== Segment start ==

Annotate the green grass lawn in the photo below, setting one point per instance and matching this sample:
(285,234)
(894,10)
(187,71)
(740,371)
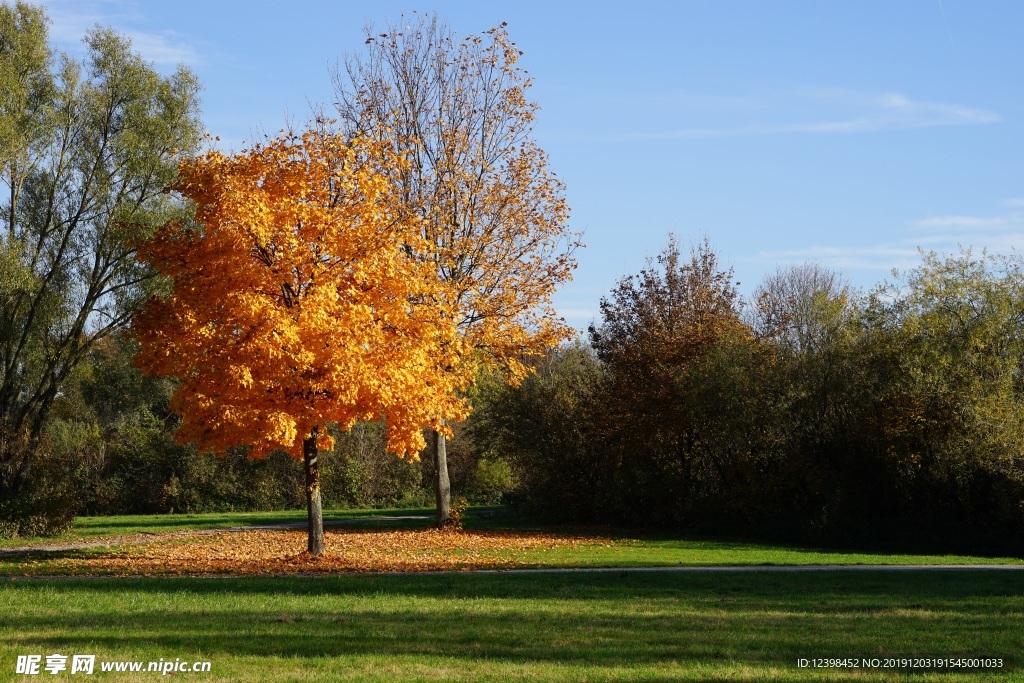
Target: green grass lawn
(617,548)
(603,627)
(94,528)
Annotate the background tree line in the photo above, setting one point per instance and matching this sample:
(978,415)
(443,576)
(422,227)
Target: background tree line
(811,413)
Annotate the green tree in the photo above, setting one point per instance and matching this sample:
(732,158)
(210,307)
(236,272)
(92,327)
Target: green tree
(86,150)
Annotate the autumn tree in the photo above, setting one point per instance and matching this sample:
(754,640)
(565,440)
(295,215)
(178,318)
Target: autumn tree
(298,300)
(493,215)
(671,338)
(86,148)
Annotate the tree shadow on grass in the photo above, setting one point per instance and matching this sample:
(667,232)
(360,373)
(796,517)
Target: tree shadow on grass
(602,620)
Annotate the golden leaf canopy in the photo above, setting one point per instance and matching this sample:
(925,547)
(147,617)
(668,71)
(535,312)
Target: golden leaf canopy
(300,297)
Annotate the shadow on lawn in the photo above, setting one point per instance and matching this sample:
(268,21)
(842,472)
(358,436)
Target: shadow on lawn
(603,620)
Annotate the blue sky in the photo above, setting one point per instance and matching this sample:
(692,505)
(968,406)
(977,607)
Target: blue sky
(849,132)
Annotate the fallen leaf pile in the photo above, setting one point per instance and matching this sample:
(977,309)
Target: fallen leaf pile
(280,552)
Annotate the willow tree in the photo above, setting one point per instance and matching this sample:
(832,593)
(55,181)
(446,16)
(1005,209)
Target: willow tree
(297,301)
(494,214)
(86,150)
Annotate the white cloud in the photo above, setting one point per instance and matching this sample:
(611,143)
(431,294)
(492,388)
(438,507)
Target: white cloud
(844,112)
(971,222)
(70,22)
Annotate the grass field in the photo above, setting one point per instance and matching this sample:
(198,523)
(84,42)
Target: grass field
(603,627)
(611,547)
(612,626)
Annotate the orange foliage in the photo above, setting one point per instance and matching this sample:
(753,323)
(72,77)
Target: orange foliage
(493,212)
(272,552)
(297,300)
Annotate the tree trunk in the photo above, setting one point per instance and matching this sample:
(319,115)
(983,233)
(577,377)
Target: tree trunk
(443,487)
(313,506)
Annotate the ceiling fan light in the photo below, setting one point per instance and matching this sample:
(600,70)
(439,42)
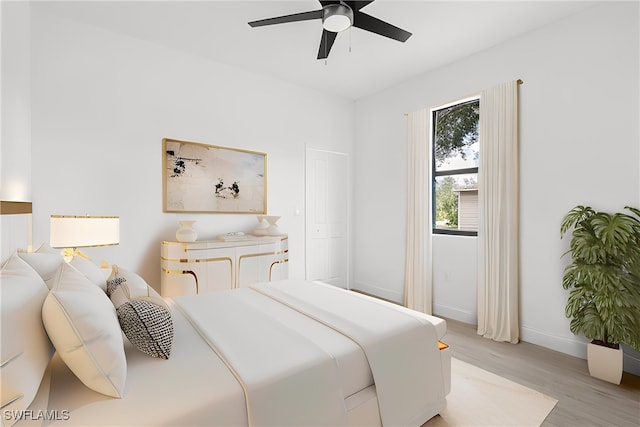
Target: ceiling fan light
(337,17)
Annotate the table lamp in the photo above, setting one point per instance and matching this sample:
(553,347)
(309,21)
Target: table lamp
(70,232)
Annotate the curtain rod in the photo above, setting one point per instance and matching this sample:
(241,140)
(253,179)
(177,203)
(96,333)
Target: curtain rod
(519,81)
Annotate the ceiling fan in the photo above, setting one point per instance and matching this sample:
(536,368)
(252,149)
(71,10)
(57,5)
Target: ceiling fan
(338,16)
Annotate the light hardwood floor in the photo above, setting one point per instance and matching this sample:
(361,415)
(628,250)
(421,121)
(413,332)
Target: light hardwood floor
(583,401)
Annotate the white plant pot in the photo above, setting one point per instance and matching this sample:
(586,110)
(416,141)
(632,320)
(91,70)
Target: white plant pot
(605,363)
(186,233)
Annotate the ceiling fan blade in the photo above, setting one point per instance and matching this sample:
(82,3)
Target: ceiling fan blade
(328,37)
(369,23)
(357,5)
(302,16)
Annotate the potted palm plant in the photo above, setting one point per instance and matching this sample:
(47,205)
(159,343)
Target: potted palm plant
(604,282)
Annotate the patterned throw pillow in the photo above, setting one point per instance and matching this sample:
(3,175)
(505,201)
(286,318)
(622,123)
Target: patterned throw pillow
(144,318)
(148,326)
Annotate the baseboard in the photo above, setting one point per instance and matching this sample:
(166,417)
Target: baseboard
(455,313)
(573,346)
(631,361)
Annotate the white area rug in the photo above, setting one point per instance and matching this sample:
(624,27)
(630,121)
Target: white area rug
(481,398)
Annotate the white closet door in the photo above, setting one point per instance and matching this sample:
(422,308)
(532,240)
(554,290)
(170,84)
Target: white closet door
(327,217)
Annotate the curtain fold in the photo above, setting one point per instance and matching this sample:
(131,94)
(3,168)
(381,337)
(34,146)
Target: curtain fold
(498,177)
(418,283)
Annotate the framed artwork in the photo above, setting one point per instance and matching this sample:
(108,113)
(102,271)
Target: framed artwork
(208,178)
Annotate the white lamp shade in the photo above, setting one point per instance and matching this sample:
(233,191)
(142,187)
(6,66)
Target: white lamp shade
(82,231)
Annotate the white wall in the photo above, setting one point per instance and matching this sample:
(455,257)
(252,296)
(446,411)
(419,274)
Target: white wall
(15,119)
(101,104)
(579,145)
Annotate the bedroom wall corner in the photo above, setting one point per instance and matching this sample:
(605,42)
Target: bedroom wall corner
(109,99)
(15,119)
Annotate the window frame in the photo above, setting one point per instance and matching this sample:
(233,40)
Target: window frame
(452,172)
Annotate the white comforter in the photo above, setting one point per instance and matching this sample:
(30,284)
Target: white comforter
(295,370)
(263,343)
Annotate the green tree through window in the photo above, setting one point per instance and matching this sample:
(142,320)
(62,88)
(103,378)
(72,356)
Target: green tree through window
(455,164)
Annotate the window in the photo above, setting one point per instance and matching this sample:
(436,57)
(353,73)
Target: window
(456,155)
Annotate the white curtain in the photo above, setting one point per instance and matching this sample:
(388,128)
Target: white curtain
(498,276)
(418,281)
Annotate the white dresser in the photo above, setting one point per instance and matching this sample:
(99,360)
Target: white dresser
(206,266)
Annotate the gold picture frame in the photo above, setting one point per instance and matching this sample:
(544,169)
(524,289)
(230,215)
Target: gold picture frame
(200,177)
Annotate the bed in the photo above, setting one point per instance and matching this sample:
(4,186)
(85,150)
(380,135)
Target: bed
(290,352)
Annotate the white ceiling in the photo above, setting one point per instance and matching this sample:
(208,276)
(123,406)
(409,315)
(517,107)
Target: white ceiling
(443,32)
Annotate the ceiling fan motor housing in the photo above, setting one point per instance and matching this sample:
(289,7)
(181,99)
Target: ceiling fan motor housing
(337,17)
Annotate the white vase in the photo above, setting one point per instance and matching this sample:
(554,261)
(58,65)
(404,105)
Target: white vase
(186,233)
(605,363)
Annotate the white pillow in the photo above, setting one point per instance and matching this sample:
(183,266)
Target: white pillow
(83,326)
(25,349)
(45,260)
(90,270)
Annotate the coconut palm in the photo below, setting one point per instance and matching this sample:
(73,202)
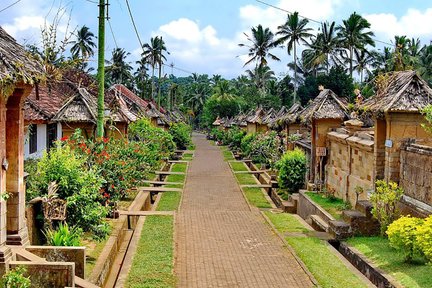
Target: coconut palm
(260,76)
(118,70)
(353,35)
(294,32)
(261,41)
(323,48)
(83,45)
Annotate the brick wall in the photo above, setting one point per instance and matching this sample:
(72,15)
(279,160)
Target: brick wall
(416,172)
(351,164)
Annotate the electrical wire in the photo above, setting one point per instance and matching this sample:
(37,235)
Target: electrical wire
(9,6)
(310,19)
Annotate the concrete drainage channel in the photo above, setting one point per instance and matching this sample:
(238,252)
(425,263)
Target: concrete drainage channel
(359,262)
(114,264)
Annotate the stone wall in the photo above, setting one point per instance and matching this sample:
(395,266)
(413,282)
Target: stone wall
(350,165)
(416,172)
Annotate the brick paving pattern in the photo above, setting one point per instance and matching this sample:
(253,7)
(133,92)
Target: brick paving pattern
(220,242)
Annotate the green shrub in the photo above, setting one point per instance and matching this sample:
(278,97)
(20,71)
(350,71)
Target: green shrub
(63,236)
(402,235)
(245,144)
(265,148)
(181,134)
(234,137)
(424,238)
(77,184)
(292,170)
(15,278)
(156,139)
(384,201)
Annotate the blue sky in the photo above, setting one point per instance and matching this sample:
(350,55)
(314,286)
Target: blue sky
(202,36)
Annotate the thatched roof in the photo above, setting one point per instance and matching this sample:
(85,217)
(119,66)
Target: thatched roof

== Segment end ==
== Segment start ==

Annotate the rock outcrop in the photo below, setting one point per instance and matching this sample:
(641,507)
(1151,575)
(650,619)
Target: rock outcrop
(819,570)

== Segment end ==
== Segment start ==

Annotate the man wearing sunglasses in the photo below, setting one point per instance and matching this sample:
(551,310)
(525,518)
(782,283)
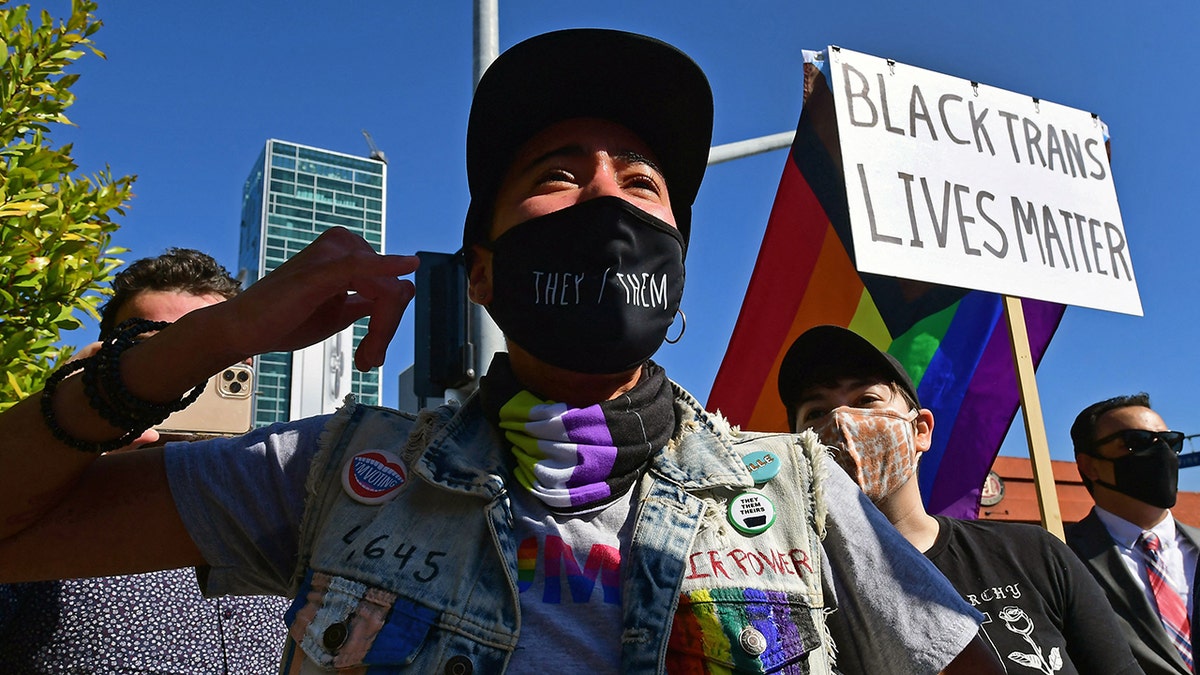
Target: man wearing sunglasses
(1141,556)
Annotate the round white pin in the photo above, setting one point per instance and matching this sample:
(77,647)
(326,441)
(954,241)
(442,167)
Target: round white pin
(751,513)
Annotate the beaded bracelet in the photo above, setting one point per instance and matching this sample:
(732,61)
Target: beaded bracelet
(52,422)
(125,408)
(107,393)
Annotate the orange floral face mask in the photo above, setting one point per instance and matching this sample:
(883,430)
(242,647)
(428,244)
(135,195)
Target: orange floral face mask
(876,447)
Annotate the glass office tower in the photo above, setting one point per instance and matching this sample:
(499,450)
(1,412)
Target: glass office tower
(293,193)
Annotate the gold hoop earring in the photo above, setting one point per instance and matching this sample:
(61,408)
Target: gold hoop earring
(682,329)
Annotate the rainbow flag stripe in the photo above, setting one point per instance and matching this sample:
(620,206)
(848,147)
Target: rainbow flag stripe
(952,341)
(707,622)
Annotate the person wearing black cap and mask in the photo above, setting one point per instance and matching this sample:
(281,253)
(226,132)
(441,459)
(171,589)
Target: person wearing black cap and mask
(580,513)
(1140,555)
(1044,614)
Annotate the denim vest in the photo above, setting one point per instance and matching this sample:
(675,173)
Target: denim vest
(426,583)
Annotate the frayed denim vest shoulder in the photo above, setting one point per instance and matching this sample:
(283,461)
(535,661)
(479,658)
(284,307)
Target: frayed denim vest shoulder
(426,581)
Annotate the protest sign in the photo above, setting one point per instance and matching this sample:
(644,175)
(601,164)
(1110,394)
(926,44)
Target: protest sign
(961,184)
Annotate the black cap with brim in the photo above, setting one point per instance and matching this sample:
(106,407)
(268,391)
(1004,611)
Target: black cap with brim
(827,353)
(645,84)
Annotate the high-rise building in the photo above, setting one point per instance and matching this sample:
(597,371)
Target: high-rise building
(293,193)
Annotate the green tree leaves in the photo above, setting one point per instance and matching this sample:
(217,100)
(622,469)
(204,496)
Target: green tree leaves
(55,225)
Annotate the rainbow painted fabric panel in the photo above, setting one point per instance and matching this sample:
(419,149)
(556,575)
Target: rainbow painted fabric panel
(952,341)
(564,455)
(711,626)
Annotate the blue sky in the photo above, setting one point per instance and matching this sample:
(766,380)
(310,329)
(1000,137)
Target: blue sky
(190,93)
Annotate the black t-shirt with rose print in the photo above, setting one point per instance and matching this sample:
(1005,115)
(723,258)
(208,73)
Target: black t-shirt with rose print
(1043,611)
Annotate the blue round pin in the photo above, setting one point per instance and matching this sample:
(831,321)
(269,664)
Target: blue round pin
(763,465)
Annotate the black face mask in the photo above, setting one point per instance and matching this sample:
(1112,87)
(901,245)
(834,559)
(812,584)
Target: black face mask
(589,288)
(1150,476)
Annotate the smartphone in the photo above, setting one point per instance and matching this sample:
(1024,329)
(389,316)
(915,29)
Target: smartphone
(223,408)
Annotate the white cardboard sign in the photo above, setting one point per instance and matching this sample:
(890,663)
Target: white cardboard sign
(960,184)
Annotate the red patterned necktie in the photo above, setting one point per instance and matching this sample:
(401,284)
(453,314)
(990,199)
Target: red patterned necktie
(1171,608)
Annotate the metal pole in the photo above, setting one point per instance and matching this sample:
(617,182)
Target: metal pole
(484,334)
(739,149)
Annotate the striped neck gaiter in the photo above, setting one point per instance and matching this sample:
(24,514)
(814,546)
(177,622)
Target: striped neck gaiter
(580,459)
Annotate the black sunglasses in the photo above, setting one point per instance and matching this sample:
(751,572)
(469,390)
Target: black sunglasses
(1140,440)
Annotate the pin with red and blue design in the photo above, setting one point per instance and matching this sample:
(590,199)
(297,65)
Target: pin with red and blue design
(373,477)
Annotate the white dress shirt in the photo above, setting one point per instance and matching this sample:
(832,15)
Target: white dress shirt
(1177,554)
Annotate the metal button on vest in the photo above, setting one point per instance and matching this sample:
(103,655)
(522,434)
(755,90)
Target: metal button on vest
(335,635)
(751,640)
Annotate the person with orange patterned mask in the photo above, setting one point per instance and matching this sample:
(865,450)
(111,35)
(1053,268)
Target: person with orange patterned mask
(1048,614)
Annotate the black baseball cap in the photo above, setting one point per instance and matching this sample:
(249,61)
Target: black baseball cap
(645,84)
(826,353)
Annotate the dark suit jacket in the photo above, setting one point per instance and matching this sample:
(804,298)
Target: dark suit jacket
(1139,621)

== Segment end ==

[DIRECTIONS FOR THIS TASK] Where a line of the records contains the word "thatched", copy that line.

[SOLUTION FOR THIS TASK]
Annotate the thatched roof in the photo above, setting one point per instance and matching this sample:
Target: thatched roof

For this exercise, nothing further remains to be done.